[Stored items]
════

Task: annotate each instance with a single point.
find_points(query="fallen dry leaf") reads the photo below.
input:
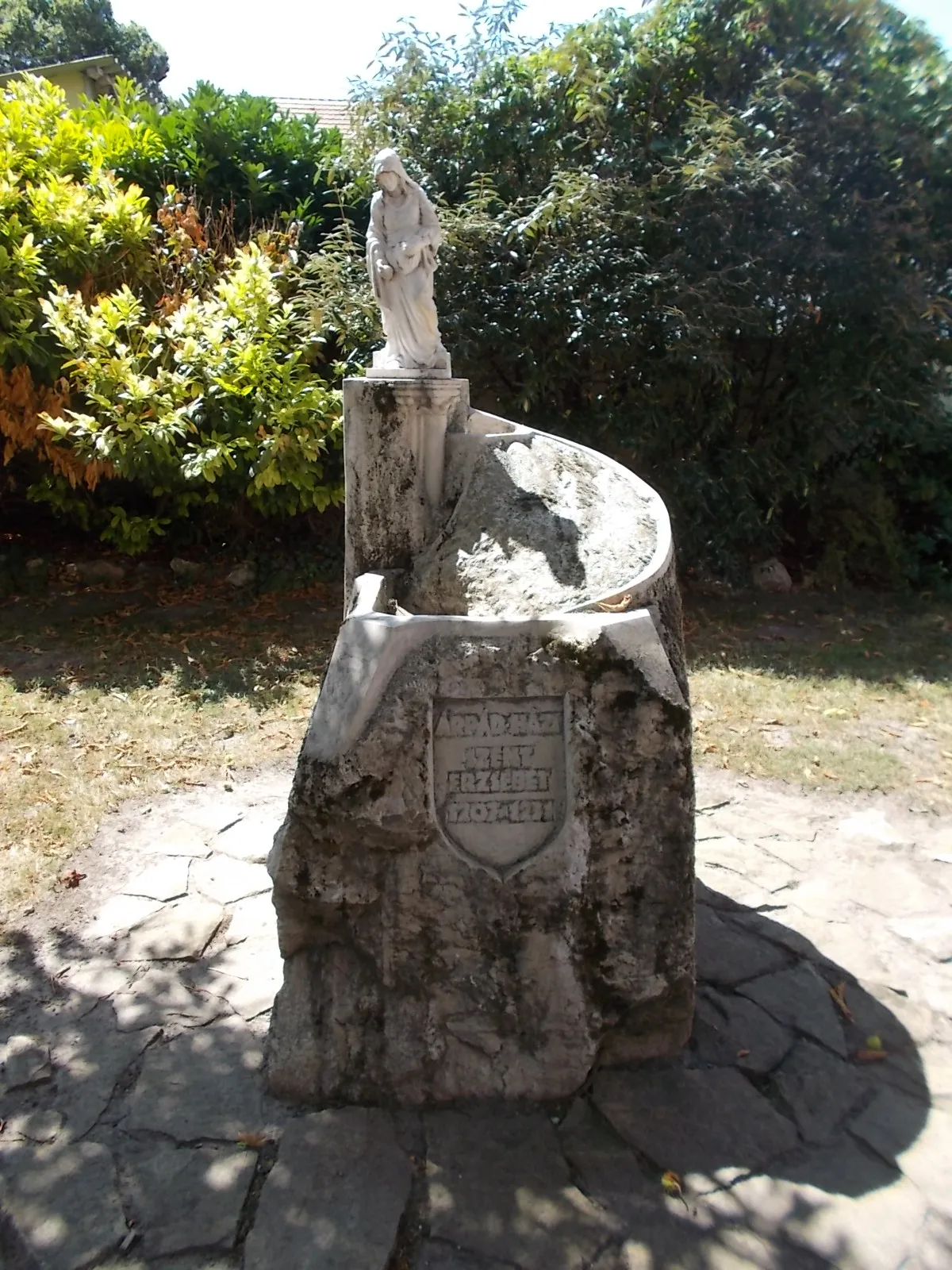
(253, 1141)
(839, 1000)
(673, 1184)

════

> **What to do**
Repeat every line of the material above, including the requests, but add -77 to each coordinate in the answers. Leave the pictures out.

> **Written answer**
Task: annotate each instance with a single point.
find_points(query="fallen dry leaf") reads the photo below.
input:
(176, 1064)
(762, 923)
(596, 1107)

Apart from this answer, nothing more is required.